══ Material provided ══
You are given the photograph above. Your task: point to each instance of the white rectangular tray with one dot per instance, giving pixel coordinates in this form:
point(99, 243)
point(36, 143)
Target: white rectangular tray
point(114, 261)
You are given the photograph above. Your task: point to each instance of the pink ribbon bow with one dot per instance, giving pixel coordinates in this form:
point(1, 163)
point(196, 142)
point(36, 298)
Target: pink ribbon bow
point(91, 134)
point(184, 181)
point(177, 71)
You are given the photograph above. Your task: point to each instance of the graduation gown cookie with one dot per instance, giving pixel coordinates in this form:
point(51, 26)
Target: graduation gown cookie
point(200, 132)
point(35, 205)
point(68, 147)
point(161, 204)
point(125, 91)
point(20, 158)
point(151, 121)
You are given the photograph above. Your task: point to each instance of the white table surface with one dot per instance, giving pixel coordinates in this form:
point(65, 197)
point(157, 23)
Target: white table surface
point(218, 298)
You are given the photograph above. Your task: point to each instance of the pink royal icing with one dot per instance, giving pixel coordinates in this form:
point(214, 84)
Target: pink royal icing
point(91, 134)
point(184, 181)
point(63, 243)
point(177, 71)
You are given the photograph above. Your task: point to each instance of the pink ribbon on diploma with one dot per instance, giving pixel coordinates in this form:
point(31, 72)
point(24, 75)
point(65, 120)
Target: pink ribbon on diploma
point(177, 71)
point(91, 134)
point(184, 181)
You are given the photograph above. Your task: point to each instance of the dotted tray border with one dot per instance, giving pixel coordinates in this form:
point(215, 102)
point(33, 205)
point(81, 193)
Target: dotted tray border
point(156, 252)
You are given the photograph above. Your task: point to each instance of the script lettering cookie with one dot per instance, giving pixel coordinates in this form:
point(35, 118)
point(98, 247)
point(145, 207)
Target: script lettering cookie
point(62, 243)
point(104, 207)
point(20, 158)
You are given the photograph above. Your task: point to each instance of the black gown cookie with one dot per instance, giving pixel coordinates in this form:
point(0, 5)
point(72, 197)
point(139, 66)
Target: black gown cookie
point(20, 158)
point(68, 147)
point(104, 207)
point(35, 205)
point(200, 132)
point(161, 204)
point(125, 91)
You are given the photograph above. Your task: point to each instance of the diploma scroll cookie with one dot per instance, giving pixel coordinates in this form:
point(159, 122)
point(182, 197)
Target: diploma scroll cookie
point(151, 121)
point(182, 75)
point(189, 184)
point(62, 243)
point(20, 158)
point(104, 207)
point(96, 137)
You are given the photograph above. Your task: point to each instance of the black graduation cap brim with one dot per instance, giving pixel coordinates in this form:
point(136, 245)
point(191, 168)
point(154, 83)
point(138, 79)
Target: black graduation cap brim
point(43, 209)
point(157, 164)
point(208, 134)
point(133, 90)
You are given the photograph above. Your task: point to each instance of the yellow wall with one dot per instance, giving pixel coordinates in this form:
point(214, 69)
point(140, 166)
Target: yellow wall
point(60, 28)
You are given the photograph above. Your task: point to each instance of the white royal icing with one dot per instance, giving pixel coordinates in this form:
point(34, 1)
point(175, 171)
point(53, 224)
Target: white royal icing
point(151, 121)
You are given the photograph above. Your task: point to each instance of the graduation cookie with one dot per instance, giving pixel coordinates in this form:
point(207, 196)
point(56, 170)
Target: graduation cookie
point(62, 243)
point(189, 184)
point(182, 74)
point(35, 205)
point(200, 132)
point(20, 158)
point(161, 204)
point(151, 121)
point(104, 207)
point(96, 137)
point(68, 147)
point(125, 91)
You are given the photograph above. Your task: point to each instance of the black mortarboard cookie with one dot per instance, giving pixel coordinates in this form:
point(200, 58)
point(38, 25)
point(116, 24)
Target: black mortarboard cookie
═══
What you will do | Put down all the data once more, exactly as it appears above.

Solution to the exercise |
You are given the photograph above. Your task: point to each instance of the white rectangular tray with one dot per instance, giving pixel coordinates in this form:
point(99, 243)
point(36, 143)
Target: white rectangular tray
point(114, 261)
You are given the photograph above. Your task: point to each instance of the pink ribbon bow with one dot per instance, giving pixel coordinates in this form:
point(1, 163)
point(196, 142)
point(36, 298)
Target: pink ribbon bow
point(91, 134)
point(184, 181)
point(177, 71)
You are given the photograph above. Your task: point to each instance of the graduation gown cookie with one dot per instance, giving pixel coordinates in this form:
point(51, 26)
Target: graduation gown cookie
point(200, 132)
point(35, 205)
point(68, 147)
point(161, 204)
point(125, 91)
point(20, 158)
point(151, 121)
You are given the photograph above. Your task: point to each instance of the white table surface with one dot per instance, giving pixel coordinates in this form:
point(65, 197)
point(157, 23)
Target: white table surface
point(218, 298)
You are given the photograph above. Your task: point to each instance of the pink royal icing with one dot per instance, giving pixel coordinates in this form:
point(214, 84)
Target: pink royal icing
point(91, 134)
point(184, 181)
point(63, 243)
point(177, 71)
You are given the photograph above. Your task: point to each instance of the pink ribbon on diploma with one dot per instance, giving pixel coordinates in this form:
point(31, 72)
point(24, 75)
point(65, 120)
Target: pink ribbon on diploma
point(177, 71)
point(91, 134)
point(184, 181)
You are given the photograph above. Your task: point to each instance of the dotted tray border with one dot per instance, giving pixel coordinates in this form:
point(215, 102)
point(33, 205)
point(81, 193)
Target: dotted tray border
point(156, 252)
You are given the photograph above. Your task: point to each instance of the script lettering cookie with one dot per instance, giving pixel coordinates in this form:
point(35, 118)
point(98, 247)
point(145, 207)
Target: script lettering cookie
point(62, 243)
point(104, 207)
point(20, 158)
You are given the photograph above. Your task: point to each instance of the black gown cookie with one dot per instance, giving pixel coordinates in this form:
point(0, 5)
point(72, 197)
point(139, 66)
Target: black gown cookie
point(20, 158)
point(68, 147)
point(104, 207)
point(35, 205)
point(200, 132)
point(161, 204)
point(125, 91)
You are given the photograph above. Your task: point to each instance of the diploma scroll cookie with one dot per instance, giving pixel coordinates in this form:
point(159, 122)
point(182, 197)
Target: diploma scroll cookie
point(151, 121)
point(182, 75)
point(189, 184)
point(62, 243)
point(20, 158)
point(104, 207)
point(96, 137)
You are given the photograph above. Your task: point to each instance of the black graduation cap brim with one dot per instance, giving pixel coordinates in this form:
point(136, 245)
point(191, 168)
point(154, 83)
point(138, 79)
Target: black graduation cap brim
point(43, 209)
point(157, 164)
point(208, 134)
point(133, 90)
You are given the photograph above. Your task: point to each instance of the yellow wall with one dot per instance, giving pixel coordinates in this form:
point(214, 69)
point(140, 166)
Target: yellow wall
point(60, 28)
You are given the photograph above. Your task: point to each instance of the white royal icing with one dot per instance, giving pixel coordinates in this form:
point(34, 1)
point(175, 171)
point(53, 224)
Target: white royal icing
point(151, 121)
You are given the photograph above. Your task: point to each instance of the graduation cookie with one dot per instance, giving pixel coordinates in this form:
point(207, 196)
point(56, 170)
Target: graduation cookie
point(62, 243)
point(189, 184)
point(182, 74)
point(35, 205)
point(200, 132)
point(20, 158)
point(161, 204)
point(151, 121)
point(104, 207)
point(96, 137)
point(68, 147)
point(125, 91)
You are given the photograph above. Your task: point to each instance of the black mortarboard cookie with one dot per instance, giving pixel coordinates in this form:
point(200, 58)
point(38, 25)
point(116, 24)
Target: black mortarboard cookie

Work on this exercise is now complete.